Quoted text>
····················
Just before Christmas, yes, remember Christmas,seems months ago, well back then I wrote a post about Ben Spalding at John Salt. I was lucky to have eaten there twice and loved the food. Time moves quickly, as it seems does Ben, and now John Salt has a new man at the stove, Neil Rankin.
Rankin comes from Pitt Cue Co that massively successful barbecue place just round the corner from Liberty’s . It strange really walking through all those elite fashion shops and then noticing the smell of smoke and meat on the air.
That heady scent has now come to Islington and I’m so very pleased. You might ask why my obsession with John Salt? But wouldn’t you welcome a really good chef, arriving a short walk from your front door, and one who cooks excellent ingredients in a edgy way, often putting the food right onto the fire.
I have only eaten in the bar downstairs but I believe the menu is much the same in the mezzanine dining room. First off the staff are lovely, all trying hard to recover from what must have been rocky few weeks. The waitress was charming and the bar manager actually turned down the music when I said I though it was a bit loud!!! No pitying glance at the saddo, just less volume. For that alone I love the place,but then we got to the food.
And the food is excellent. I went with a girlfriend and we shared four dishes. The crab with fennel salad on pig skin is all that twitter would have you believe. The rich creamy sauce cut with fennel is a great foil for the crackling. I hope the use of the words”pig skin” are a direct effort to remind folk that we should be honest about what we eat and not try distance ourselves from the animal by calling its meat by another name.
The monkfish cheeks served with tempura mandarin segments was less successful. Pine is a new hot flavour, but one a little close to disinfectant for my palette. The salad was a delight, so often salad is just a side dish, a soggy mess of those ubiquitous little leaves in a house vinaigrette . This was a salad I’d be pleased to serve myself and confirmed that Neil’s commitment to sourcing ingredients is not restricted to his choice of meat and fish.
····················
Set exercise 1> Copy the entries word for word, starting at the line that contains "Drop a point on every instance of the airplane, written" and continuing through the last line of the entries.
····················
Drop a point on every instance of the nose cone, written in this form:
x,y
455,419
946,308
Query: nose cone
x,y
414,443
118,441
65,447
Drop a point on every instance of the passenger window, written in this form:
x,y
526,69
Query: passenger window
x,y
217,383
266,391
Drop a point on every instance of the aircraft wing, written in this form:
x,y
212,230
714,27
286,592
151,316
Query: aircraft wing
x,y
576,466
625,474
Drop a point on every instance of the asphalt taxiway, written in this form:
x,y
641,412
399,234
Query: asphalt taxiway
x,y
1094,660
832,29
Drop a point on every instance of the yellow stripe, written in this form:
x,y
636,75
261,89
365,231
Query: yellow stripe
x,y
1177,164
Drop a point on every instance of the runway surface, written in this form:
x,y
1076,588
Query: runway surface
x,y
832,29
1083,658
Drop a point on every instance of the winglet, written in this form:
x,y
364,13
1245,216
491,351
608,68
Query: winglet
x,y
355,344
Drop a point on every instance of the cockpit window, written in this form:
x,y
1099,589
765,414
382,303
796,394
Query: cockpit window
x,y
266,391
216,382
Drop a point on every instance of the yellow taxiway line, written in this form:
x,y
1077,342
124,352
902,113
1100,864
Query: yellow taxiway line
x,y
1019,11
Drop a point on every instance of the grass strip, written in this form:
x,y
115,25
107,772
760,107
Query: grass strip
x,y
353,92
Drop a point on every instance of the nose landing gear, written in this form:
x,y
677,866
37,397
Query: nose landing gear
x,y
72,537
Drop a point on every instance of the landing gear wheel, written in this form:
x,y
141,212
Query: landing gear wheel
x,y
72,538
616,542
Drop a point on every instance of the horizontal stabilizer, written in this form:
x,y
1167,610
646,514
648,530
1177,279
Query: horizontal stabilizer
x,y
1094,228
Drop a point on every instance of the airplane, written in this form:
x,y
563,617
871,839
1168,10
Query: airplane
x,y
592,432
····················
Set exercise 2> In the John Salt review, which restaurant did Neil Rankin come from?

Correct response 1>
Drop a point on every instance of the airplane, written in this form:
x,y
563,617
871,839
1168,10
Query: airplane
x,y
592,432

Correct response 2> Pitt Cue Co